### Required work
a – From the passage on wills, copy the words from "1. Making: A" to "have been deceased.".
b – Name each stage a will goes through, according to the passage on wills.

╭─ Extract to read

Wills provide a means of identifying at least an approximate date of death of our ancestors and often name the surviving family members.

The Process

Wills go through these stages

  1. Making: A person writes out, or has another do it, how he or she wants property disposed of and who is to serve as "Executor" to carry out the terms. He or she signs the document or makes a mark and the will is also signed by witnesses. Because a signature or mark is necessary, the person must have been alive at least part of the day the will was made and dated.
     
  2. Proving: A court holds a hearing to determine that the person is deceased & that the document is their valid "last will & testament". The witnesses and the named executor may testify as to the facts. When a will is "proved" in court, its maker must have been deceased.
     
  3. Administration: The executor(s) carry out the terms of the will. Real and personal property is distributed to the heirs. Estate sales may be held for paying of debts or raising cash to distribute to heirs. Reports are made to the court.

Estate records (inventories, property sales, accounting to the court) will also be generated during the course of administering the decedent's estate.

╰─
╭─ Dataset entries

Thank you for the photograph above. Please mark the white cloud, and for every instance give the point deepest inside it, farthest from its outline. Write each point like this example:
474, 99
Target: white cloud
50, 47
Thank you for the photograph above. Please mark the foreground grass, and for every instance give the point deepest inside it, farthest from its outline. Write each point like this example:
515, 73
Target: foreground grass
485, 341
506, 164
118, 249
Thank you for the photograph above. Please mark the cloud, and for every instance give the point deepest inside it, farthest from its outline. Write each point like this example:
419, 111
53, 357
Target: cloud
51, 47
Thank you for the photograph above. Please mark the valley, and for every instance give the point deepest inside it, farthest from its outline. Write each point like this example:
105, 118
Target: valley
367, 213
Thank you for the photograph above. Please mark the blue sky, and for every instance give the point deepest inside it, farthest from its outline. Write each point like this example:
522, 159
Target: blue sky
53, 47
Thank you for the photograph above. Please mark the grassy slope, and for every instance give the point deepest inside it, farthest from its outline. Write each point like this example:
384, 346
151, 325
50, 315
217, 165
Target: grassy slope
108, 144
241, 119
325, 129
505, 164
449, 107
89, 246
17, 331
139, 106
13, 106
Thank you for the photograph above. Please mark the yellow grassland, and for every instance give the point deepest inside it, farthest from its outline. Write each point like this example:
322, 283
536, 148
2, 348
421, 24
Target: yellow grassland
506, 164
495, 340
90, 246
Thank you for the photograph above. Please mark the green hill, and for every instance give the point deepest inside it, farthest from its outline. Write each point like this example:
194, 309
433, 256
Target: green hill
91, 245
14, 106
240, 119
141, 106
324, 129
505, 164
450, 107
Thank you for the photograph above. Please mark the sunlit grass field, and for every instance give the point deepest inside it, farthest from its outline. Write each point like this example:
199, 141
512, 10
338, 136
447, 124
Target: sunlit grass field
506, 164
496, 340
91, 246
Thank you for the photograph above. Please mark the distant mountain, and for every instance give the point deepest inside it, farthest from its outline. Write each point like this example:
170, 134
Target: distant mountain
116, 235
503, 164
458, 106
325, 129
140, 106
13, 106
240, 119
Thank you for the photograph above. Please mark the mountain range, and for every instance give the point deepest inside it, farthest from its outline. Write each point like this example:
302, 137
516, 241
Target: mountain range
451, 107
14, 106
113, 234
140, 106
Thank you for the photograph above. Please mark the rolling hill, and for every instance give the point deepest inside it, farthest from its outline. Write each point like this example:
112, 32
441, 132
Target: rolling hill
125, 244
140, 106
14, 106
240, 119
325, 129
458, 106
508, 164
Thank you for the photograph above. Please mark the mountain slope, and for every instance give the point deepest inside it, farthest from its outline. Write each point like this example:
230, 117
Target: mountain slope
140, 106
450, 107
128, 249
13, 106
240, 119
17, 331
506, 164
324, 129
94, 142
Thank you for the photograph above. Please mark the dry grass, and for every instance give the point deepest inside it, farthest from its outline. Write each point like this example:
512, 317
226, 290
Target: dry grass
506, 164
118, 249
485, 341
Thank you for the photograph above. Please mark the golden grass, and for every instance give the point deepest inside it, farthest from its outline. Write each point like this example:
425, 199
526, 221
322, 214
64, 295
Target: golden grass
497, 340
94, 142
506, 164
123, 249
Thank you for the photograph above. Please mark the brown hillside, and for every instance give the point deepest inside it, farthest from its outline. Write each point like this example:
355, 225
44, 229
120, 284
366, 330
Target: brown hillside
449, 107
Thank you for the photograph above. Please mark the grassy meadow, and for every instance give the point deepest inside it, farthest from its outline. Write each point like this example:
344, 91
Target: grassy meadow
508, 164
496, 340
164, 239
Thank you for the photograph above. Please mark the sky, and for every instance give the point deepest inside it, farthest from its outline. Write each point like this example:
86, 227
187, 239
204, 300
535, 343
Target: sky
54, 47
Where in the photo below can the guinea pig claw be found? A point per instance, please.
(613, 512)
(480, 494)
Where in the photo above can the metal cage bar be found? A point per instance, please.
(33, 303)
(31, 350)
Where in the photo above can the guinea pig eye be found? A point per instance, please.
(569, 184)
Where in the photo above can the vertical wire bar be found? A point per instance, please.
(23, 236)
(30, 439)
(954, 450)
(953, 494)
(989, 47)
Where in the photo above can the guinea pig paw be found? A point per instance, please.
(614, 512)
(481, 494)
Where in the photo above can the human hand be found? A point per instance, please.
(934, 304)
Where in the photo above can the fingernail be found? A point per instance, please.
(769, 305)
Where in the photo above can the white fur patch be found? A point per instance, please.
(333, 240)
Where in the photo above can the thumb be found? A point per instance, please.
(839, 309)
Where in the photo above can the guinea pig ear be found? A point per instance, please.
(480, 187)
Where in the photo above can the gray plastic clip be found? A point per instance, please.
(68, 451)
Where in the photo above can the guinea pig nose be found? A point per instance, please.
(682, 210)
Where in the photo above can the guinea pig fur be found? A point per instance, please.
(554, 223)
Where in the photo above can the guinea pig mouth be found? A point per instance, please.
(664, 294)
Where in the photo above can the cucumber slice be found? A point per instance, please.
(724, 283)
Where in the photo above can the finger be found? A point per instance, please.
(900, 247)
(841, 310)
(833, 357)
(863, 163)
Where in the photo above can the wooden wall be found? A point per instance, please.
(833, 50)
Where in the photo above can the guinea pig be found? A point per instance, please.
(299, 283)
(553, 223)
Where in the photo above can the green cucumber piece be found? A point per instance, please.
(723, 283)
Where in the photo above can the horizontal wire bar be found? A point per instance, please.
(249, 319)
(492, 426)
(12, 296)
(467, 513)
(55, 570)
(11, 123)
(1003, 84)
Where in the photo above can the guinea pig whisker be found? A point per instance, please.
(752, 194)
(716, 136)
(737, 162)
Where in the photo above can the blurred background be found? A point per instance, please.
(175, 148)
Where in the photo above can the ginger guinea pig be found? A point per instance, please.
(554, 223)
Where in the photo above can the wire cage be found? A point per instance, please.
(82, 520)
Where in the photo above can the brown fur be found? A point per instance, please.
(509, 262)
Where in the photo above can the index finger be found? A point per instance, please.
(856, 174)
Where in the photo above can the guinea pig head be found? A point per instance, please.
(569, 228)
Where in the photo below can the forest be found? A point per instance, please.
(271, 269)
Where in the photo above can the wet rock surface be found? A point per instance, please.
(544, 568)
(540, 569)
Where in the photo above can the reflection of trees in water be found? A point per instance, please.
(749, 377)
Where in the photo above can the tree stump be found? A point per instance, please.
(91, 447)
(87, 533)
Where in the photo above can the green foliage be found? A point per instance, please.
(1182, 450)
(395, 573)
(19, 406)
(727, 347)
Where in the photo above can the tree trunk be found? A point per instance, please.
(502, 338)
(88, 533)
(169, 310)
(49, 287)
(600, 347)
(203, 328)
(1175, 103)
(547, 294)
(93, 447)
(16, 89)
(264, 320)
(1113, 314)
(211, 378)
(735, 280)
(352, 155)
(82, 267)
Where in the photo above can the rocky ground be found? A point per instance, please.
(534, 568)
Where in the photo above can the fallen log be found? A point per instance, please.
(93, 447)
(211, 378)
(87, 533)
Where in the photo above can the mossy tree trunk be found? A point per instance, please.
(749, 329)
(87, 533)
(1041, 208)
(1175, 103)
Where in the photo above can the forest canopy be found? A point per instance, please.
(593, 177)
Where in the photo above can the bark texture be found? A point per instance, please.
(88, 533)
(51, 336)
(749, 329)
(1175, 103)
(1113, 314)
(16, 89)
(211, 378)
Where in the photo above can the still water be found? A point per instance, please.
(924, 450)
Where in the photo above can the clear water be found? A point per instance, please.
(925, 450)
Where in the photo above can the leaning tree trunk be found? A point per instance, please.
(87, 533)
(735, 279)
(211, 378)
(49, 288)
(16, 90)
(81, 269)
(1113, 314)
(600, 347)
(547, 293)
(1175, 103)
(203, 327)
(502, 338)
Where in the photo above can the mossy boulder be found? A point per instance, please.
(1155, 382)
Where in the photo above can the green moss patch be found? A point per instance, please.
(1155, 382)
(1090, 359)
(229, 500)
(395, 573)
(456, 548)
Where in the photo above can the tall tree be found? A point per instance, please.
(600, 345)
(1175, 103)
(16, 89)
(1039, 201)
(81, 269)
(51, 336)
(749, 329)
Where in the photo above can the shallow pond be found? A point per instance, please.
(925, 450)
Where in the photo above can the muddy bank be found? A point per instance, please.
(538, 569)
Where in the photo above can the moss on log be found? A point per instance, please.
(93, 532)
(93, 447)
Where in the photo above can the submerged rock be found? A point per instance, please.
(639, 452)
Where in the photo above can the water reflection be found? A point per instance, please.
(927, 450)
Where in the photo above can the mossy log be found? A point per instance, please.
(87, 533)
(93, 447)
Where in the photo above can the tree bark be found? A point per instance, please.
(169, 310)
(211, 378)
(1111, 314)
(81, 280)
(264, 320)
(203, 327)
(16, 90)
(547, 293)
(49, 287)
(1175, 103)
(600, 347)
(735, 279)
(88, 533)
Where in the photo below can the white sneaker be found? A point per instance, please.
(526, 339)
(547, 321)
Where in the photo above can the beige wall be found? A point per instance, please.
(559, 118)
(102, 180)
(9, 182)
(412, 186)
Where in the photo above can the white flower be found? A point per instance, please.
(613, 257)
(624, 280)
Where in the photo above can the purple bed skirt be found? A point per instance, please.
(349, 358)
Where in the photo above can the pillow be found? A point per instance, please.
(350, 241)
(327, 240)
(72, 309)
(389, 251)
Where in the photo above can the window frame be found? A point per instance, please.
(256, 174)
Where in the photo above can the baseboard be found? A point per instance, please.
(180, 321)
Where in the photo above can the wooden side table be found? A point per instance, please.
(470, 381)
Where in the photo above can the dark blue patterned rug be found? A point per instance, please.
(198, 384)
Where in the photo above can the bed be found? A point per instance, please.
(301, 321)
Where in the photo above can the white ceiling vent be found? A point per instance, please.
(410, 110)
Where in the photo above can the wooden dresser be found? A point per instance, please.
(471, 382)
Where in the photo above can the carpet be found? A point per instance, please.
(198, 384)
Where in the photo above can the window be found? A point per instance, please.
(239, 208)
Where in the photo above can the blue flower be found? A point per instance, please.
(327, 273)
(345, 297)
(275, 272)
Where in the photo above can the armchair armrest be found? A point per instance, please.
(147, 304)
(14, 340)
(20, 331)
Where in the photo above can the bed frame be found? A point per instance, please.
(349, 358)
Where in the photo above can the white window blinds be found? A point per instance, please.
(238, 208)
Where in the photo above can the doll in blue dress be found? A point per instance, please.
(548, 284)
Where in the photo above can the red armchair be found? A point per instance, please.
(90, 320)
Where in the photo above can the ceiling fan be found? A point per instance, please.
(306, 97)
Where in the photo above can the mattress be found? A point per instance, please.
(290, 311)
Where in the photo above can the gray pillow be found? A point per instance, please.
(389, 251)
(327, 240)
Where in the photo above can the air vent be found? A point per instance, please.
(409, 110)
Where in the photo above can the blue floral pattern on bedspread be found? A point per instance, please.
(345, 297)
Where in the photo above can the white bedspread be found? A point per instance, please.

╰─

### Answers for the tasks
a –
1. Making: A person writes out, or has another do it, how he or she wants property disposed of and who is to serve as "Executor" to carry out the terms. He or she signs the document or makes a mark and the will is also signed by witnesses. Because a signature or mark is necessary, the person must have been alive at least part of the day the will was made and dated.
     
  2. Proving: A court holds a hearing to determine that the person is deceased & that the document is their valid "last will & testament". The witnesses and the named executor may testify as to the facts. When a will is "proved" in court, its maker must have been deceased.

b – Making, Proving, Administration